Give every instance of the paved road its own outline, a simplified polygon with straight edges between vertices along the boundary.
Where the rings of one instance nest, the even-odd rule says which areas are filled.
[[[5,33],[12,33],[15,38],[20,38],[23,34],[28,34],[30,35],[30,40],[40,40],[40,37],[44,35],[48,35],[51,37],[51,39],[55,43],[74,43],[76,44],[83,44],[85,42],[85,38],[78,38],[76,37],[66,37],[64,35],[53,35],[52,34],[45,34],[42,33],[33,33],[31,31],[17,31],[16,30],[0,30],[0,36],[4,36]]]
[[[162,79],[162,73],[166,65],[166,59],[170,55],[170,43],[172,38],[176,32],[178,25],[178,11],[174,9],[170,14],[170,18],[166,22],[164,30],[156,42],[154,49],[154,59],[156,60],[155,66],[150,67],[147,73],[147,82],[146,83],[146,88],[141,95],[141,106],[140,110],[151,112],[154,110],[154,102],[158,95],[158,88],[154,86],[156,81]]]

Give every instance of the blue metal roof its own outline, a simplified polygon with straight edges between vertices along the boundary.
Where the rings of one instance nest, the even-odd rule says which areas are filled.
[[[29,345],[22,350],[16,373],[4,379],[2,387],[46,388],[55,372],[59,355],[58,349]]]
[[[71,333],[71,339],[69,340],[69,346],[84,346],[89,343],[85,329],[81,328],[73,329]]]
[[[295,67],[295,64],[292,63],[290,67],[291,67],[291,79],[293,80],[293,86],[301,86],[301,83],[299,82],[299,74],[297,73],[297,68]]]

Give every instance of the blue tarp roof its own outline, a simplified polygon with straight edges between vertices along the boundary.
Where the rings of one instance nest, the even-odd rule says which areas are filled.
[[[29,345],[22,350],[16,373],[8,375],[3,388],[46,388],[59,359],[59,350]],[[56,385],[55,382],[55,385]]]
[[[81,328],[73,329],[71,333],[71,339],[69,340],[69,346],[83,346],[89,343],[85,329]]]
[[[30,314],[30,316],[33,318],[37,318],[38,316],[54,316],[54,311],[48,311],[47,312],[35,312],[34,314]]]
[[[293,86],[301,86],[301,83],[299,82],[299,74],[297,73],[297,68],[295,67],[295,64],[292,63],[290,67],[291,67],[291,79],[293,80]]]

- _What is being asked_:
Rewrite all the entries above, substituting "nonzero rule" for every occurrence of "even-odd rule" and leaving everything else unchanged.

- _Solved exercise_:
Give every instance of the paved road its own outline, a simplified polygon with straight edges between vertices along the boundary.
Where the rings of one instance nest, the nonzero rule says which areas are filled.
[[[5,33],[12,33],[15,38],[20,38],[23,34],[28,34],[30,35],[30,40],[40,40],[40,37],[44,35],[48,35],[51,37],[51,39],[55,43],[74,43],[76,44],[83,44],[85,42],[85,38],[78,38],[76,37],[66,37],[64,35],[53,35],[52,34],[45,34],[42,33],[33,33],[31,31],[17,31],[16,30],[0,30],[0,36],[4,36]]]
[[[162,79],[162,73],[166,65],[166,59],[170,55],[170,43],[172,38],[176,32],[178,25],[178,11],[174,9],[170,14],[170,18],[166,22],[164,30],[156,42],[154,49],[154,59],[156,60],[155,66],[150,67],[147,73],[147,82],[146,83],[146,88],[141,95],[141,106],[140,110],[151,112],[154,110],[154,102],[158,95],[158,88],[154,86],[156,81]]]

Give every instance of the blue metal roof its own outline, a simplified polygon with straight edges between vertices along the boundary.
Where the rings of one instance nest, the nonzero rule says which areas are filled.
[[[29,345],[22,350],[16,373],[4,379],[2,387],[46,388],[55,372],[59,355],[58,349]]]
[[[71,333],[71,339],[69,340],[69,346],[84,346],[89,343],[85,329],[81,328],[73,329]]]
[[[295,67],[295,64],[292,63],[290,67],[291,67],[291,79],[293,80],[293,86],[301,86],[301,83],[299,82],[299,74],[297,73],[297,68]]]

Give every instance of the blue tarp roof its own outline, a simplified polygon with straight edges between vertices along the boundary.
Where the rings of one instance nest, the nonzero rule says which areas are filled.
[[[29,345],[22,350],[16,373],[8,375],[3,388],[46,388],[59,359],[59,350]],[[56,385],[55,382],[55,385]]]
[[[81,328],[73,329],[71,333],[71,339],[69,340],[69,346],[83,346],[89,343],[85,329]]]
[[[30,314],[30,316],[33,318],[37,318],[38,316],[54,316],[54,311],[48,311],[47,312],[35,312],[34,314]]]
[[[293,86],[301,86],[301,83],[299,82],[299,74],[297,73],[297,68],[295,67],[295,64],[292,63],[290,67],[291,67],[291,79],[293,80]]]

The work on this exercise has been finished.